WHAT NEEDS TO BE DONE
Print each line of the material again, keeping everything exact.
::: DATASET RECORDS
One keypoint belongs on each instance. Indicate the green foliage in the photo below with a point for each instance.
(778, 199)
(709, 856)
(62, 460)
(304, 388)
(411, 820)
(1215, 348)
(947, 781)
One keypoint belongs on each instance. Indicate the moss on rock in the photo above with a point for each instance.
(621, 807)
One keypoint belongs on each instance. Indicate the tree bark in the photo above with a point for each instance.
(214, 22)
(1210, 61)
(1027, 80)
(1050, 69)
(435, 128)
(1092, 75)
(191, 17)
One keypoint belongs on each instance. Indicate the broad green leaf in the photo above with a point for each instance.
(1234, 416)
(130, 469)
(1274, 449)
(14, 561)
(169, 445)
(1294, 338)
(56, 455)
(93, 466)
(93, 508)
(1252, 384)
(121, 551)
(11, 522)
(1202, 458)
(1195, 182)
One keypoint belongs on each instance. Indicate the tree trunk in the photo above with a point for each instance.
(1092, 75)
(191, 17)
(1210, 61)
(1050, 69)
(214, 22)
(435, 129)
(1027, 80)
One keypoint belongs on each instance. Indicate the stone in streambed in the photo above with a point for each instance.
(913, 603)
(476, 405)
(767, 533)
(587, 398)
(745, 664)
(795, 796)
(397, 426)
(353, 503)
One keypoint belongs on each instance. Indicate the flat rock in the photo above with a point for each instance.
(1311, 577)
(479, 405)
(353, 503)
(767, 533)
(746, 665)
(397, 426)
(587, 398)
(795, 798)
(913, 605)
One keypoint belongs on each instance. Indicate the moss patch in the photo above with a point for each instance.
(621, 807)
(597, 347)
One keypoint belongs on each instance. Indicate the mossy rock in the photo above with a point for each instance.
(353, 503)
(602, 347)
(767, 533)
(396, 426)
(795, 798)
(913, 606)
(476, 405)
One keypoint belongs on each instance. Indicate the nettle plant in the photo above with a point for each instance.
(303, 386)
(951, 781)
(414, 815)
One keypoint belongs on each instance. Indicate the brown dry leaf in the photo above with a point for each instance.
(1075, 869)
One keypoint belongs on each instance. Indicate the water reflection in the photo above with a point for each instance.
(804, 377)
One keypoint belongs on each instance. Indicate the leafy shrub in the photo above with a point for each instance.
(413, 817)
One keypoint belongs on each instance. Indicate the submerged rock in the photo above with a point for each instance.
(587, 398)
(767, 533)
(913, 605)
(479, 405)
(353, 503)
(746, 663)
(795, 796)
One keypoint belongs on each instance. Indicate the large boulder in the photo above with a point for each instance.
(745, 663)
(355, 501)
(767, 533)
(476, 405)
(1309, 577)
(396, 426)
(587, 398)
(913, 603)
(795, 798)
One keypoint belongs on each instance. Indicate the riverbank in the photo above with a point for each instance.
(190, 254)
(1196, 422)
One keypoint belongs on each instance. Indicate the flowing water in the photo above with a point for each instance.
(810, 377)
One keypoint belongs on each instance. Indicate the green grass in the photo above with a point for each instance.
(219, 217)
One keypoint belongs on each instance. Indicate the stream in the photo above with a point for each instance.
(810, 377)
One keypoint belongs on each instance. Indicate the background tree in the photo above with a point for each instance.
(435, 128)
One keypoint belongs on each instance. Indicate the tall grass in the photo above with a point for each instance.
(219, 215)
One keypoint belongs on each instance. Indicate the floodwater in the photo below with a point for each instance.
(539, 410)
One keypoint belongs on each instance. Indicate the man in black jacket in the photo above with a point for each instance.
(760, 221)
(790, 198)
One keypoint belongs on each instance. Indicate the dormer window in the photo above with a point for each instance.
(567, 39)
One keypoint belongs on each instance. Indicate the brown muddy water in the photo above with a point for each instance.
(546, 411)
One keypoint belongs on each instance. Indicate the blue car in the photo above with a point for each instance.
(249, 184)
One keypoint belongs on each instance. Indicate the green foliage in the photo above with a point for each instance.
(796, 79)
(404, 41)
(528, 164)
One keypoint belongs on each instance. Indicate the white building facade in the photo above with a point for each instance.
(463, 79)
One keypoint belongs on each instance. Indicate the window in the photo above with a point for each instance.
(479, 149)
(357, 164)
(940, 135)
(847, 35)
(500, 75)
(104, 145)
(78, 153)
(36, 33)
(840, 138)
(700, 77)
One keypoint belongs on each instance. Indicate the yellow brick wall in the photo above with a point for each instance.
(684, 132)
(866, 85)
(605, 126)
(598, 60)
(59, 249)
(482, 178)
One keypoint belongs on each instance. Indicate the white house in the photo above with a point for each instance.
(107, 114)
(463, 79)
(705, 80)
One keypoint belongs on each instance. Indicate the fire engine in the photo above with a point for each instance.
::::::
OUTPUT OF THE EXERCISE
One keypoint belongs on each instance. Indicate the green foliage in the photo below with a point for each instance.
(778, 199)
(709, 856)
(62, 460)
(304, 388)
(411, 820)
(1215, 348)
(947, 781)
One keypoint belongs on each instance. Indicate the moss on rock in the photo above with a point for each instance.
(621, 807)
One keypoint belongs on each instance. Indicate the tree bark in the photo above with a point for each instance.
(214, 22)
(1210, 61)
(1027, 80)
(1050, 69)
(435, 128)
(1092, 75)
(191, 17)
One keypoint belongs on each instance. Indicate the broad green leaf in the photo above with a point for each instance.
(1234, 416)
(130, 469)
(1274, 449)
(14, 561)
(169, 445)
(1294, 338)
(56, 455)
(93, 466)
(93, 508)
(1252, 384)
(121, 551)
(11, 522)
(1202, 458)
(1195, 182)
One keypoint belongs on each instance. Indicate the tree trunk in the photo above with a point for each instance.
(1092, 75)
(191, 17)
(1210, 61)
(1050, 69)
(214, 22)
(435, 129)
(1027, 80)
One keypoint belongs on each instance. Indicate the stone in streambed in the photo above with a point for each instance.
(913, 603)
(476, 405)
(767, 533)
(587, 398)
(745, 664)
(795, 796)
(397, 426)
(353, 503)
One keypoint belongs on each instance. Indicate the flat rock in the photo above with a point for each instance.
(1311, 577)
(479, 405)
(353, 503)
(767, 533)
(746, 665)
(397, 426)
(587, 398)
(795, 798)
(913, 605)
One keypoint belongs on each instance. Indicate the moss patch in the photo above with a point for each instance.
(621, 807)
(597, 347)
One keypoint belongs on each instance. Indicate the mossy rock in the photo above with a point for each instance.
(353, 503)
(602, 347)
(767, 533)
(396, 426)
(795, 798)
(913, 606)
(476, 405)
One keypoint belongs on each instance. Indicate the nettle plant in the photo above with a point for each instance.
(303, 386)
(951, 781)
(414, 815)
One keypoint belongs on each instance. Indicate the brown dry leaf in the photo above with a point for each instance.
(1075, 869)
One keypoint belongs on each instance. Indicate the water reflection in the photo above with a point for each instance.
(804, 377)
One keypoint belongs on each instance. Indicate the leafy shrub in the photo above with a point for each instance.
(413, 817)
One keypoint belongs on each instance. Indicate the submerged rock in the photo above with a point for each instance.
(587, 398)
(767, 533)
(913, 605)
(479, 405)
(353, 503)
(746, 663)
(795, 796)
One keypoint belongs on each instance. Indicate the large boulder in the photo above with a point for each instance.
(745, 663)
(355, 501)
(767, 533)
(476, 405)
(1309, 577)
(396, 426)
(587, 398)
(913, 603)
(795, 798)
One keypoint belongs on each instance. Indicate the riverbank in the photo above with a point for each instance.
(190, 254)
(1196, 422)
One keypoint belongs on each instance. Indicate the flowing water in the photo above with a point for each instance.
(810, 377)
One keypoint belongs on each instance. Indicate the green grass in the photo above with a point for each instance.
(219, 217)
One keypoint belongs on each instance. Indicate the stream in the photo above with a point for each instance.
(810, 377)
One keypoint belongs on each instance. Indicate the background tree in the photo above with a point for each instance.
(435, 128)
One keypoint belongs on each instance. Indicate the tall grass in the photo above with a point for each instance.
(219, 215)
One keypoint belongs on each instance. Indicate the floodwater in the photo below with a point for each instance.
(539, 410)
One keypoint belongs on each instance. Indicate the man in black jacket in the photo above with a point for each instance.
(760, 221)
(790, 198)
One keypoint belongs on each instance. Indicate the dormer window in the photo above with a point for each instance.
(567, 39)
One keypoint belongs on each instance. Indicate the brown muddy water in the photo above with a point for each instance.
(546, 411)
One keypoint belongs on each instance. Indicate the blue car in the photo above with a point for each instance.
(249, 184)
One keypoint belongs on each instance. Indicate the green foliage in the photo above with a point for each instance.
(796, 79)
(404, 41)
(528, 164)
One keypoint belongs on each instance. Indicate the white building facade in the photo above with a point for each instance.
(463, 79)
One keypoint belongs on each instance. Indicate the window in the photo above with a point for each instance.
(479, 149)
(357, 164)
(940, 135)
(847, 35)
(500, 75)
(104, 145)
(78, 153)
(36, 33)
(840, 138)
(700, 77)
One keypoint belongs on each instance. Indicate the yellow brick wall in the photo above with a point for each instance.
(684, 132)
(866, 85)
(605, 126)
(598, 60)
(59, 249)
(482, 178)
One keypoint belongs on each instance. Indicate the white house in the photo above with a point for each instance.
(107, 114)
(463, 79)
(705, 80)
One keypoint belongs on each instance. Indicate the fire engine in the photo above with a point for each instance.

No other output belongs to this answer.